The American Service-Members' Protection Act (ASPA, Title 2 of ), known informally as the Hague Invasion Act, is a United States federal law described as "a bill to protect United States military personnel and other elected and appointed officials of the United States government against criminal prosecution related to war crimes, Genocide and crimes against Humanity by  an international criminal court to which the United States is not party." The text of the Act has been codified as subchapter II of chapter 81 of title 22, United States Code.

Description 

In the U.S. Senate, 30 Democrats and 45 Republicans voted to pass the bill.

The United States is not a member of the International Criminal Court (ICC). The Act authorizes the President of the United States to use "all means necessary and appropriate to bring about the release of any U.S. or allied personnel being detained or imprisoned by, on behalf of, or at the request of the International Criminal Court". This authorization led to the act being colloquially nicknamed "The Hague Invasion Act", as the act allows the President to order U.S. military action, such as an invasion of The Hague, where the ICC is located, to protect American officials and military personnel from prosecution or rescue them from custody.

> _GIVEN REQUEST 1_
According to the passage on the American Service-Members' Protection Act, how many Republicans in the U.S. Senate voted to pass the bill?
> _GIVEN REQUEST 2_
The passage on the American Service-Members' Protection Act quotes a description of the bill. List every kind of crime that this description names.
> _GIVEN REQUEST 3_
Repeat the passage on the American Service-Members' Protection Act word for word between "The United States is not a" and "them from custody.", inclusive.

> _DATA BLOCK_
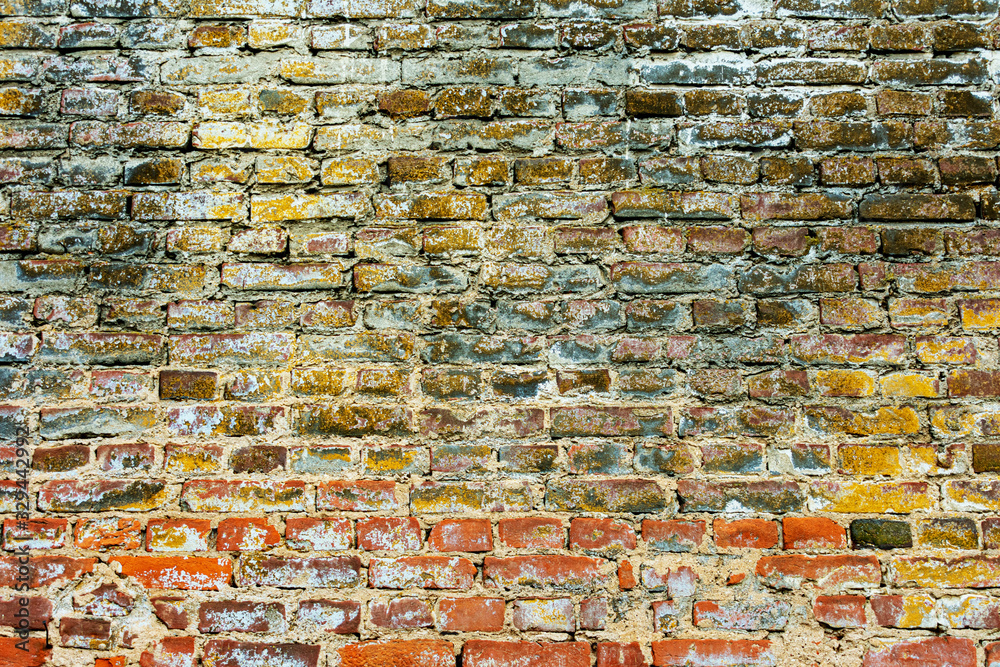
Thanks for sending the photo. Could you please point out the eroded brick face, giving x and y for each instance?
(500, 333)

> _TASK RESPONSE 1_
45

> _TASK RESPONSE 2_
war crimes, Genocide, crimes against Humanity

> _TASK RESPONSE 3_
The United States is not a member of the International Criminal Court (ICC). The Act authorizes the President of the United States to use "all means necessary and appropriate to bring about the release of any U.S. or allied personnel being detained or imprisoned by, on behalf of, or at the request of the International Criminal Court". This authorization led to the act being colloquially nicknamed "The Hague Invasion Act", as the act allows the President to order U.S. military action, such as an invasion of The Hague, where the ICC is located, to protect American officials and military personnel from prosecution or rescue them from custody.